──────── DATA FOR THIS TASK ────────

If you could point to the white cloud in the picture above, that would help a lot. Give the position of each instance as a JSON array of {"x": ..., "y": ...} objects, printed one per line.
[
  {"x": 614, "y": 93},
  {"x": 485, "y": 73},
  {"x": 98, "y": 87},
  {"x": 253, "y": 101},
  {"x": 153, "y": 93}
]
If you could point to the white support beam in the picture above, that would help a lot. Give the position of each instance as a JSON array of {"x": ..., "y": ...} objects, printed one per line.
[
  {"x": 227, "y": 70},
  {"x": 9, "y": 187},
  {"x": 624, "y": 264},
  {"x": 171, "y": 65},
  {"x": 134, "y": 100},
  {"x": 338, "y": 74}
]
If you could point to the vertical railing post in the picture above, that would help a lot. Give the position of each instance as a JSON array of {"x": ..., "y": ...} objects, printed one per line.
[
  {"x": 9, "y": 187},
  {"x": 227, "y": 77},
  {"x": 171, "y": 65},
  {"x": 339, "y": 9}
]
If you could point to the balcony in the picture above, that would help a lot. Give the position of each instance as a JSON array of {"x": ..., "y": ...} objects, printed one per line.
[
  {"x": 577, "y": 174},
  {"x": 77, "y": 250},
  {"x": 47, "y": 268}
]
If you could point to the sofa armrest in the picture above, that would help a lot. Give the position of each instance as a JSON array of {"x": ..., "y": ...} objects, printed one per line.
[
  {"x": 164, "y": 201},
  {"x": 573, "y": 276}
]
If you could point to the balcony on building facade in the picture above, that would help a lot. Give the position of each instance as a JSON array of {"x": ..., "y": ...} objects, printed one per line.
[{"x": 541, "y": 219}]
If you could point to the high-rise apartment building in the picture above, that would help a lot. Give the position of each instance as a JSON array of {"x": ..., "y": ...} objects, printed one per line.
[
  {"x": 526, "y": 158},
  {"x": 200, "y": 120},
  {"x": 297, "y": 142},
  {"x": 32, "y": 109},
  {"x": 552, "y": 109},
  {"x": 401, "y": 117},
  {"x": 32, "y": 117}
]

────────
──────── DATA FOR THIS TASK ────────

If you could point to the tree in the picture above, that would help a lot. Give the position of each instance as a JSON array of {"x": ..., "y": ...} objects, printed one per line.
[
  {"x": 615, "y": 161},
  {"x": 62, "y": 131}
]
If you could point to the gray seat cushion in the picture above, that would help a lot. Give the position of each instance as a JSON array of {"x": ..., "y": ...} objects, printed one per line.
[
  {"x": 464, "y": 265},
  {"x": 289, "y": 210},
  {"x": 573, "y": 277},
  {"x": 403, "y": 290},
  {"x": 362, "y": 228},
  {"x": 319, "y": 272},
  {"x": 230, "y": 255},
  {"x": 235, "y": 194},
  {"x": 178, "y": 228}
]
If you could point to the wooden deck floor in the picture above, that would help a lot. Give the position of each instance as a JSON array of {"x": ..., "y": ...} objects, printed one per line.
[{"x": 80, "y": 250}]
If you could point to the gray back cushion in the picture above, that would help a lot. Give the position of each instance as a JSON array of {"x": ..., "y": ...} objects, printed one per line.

────────

## YOUR OBJECTIVE
From the line holding "If you could point to the wooden" to the line holding "If you could point to the gray back", inclusive, restate each line above exactly as written.

## WRITTEN REPLY
If you could point to the wooden deck floor in the picture above, that would help a lot. Give the position of each instance as a JSON array of {"x": ..., "y": ...} objects, printed one per line.
[{"x": 80, "y": 250}]
If you could point to the gray back cushion in the picture above, that would help a lot. Give the position of each instance as a JSON array of {"x": ..., "y": ...} objects, printed one per line.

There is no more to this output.